O que fazer:
Transcreva em forma de tabela Markdown, com as colunas "Nº" e "Linha", as linhas dos itens desde a que contém "the wing leading" até o fim dos itens, ambas incluídas. Numere cada linha e omita as linhas em branco.

Itens de apontamento de objetos nomeados:
------------------------

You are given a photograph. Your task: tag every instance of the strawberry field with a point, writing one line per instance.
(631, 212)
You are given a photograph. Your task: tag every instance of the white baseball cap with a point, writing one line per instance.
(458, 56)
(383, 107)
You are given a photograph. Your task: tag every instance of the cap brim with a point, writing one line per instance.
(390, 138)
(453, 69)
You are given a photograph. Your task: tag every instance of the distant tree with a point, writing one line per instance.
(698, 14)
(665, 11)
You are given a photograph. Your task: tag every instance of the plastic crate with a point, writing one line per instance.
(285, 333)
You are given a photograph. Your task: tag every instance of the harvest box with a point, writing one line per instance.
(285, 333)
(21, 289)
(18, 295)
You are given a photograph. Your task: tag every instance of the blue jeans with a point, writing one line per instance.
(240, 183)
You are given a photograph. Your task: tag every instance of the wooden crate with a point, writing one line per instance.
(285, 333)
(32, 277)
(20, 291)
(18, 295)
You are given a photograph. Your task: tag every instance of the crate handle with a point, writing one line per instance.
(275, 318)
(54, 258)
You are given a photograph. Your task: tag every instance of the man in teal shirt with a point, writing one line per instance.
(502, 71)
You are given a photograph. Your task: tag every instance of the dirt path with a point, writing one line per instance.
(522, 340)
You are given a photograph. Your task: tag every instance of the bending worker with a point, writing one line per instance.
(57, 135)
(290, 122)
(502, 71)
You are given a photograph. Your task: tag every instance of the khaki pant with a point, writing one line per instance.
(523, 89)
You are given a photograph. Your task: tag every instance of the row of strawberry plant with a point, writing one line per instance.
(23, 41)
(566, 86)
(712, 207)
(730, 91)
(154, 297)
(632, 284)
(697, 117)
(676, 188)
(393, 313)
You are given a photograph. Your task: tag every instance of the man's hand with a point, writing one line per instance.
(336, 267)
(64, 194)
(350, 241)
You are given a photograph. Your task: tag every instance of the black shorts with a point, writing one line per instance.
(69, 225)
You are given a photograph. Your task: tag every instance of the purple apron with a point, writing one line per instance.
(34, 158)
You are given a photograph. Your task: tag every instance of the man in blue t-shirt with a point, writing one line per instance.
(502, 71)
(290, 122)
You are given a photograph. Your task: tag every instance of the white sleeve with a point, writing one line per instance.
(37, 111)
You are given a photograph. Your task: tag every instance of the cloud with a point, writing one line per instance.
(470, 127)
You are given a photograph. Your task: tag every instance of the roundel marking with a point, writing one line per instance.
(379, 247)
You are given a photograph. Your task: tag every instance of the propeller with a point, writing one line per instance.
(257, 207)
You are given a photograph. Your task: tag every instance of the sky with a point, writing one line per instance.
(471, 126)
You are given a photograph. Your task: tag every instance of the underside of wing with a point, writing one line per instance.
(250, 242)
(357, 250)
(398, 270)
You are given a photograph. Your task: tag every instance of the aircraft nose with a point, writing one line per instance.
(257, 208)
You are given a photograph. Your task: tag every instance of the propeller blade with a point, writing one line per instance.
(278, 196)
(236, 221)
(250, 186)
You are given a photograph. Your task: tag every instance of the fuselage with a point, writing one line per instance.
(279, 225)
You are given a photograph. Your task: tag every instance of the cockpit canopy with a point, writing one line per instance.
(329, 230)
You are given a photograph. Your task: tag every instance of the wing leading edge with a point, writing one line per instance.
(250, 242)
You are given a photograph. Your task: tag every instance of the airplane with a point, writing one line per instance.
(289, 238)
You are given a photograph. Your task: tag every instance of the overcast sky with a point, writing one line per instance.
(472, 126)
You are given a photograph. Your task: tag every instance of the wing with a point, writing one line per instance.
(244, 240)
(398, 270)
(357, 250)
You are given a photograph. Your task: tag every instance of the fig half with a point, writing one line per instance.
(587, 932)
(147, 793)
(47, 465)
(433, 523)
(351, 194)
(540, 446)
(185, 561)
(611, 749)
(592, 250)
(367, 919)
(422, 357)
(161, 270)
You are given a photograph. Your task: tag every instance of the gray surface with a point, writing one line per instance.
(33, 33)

------------------------

Resposta do exercício:
| Nº | Linha |
|---|---|
| 1 | You are given a photograph. Your task: tag every instance of the wing leading edge with a point, writing one line per instance. |
| 2 | (250, 242) |
| 3 | You are given a photograph. Your task: tag every instance of the airplane with a point, writing one line per instance. |
| 4 | (289, 238) |
| 5 | You are given a photograph. Your task: tag every instance of the overcast sky with a point, writing one line per instance. |
| 6 | (472, 126) |
| 7 | You are given a photograph. Your task: tag every instance of the wing with a point, writing one line per instance. |
| 8 | (244, 240) |
| 9 | (398, 270) |
| 10 | (357, 250) |
| 11 | You are given a photograph. Your task: tag every instance of the fig half with a point, writing one line per instance. |
| 12 | (587, 932) |
| 13 | (147, 793) |
| 14 | (47, 465) |
| 15 | (433, 523) |
| 16 | (351, 194) |
| 17 | (540, 446) |
| 18 | (185, 561) |
| 19 | (611, 749) |
| 20 | (592, 250) |
| 21 | (367, 919) |
| 22 | (422, 357) |
| 23 | (161, 270) |
| 24 | You are given a photograph. Your task: tag every instance of the gray surface with a point, writing one line per instance. |
| 25 | (33, 33) |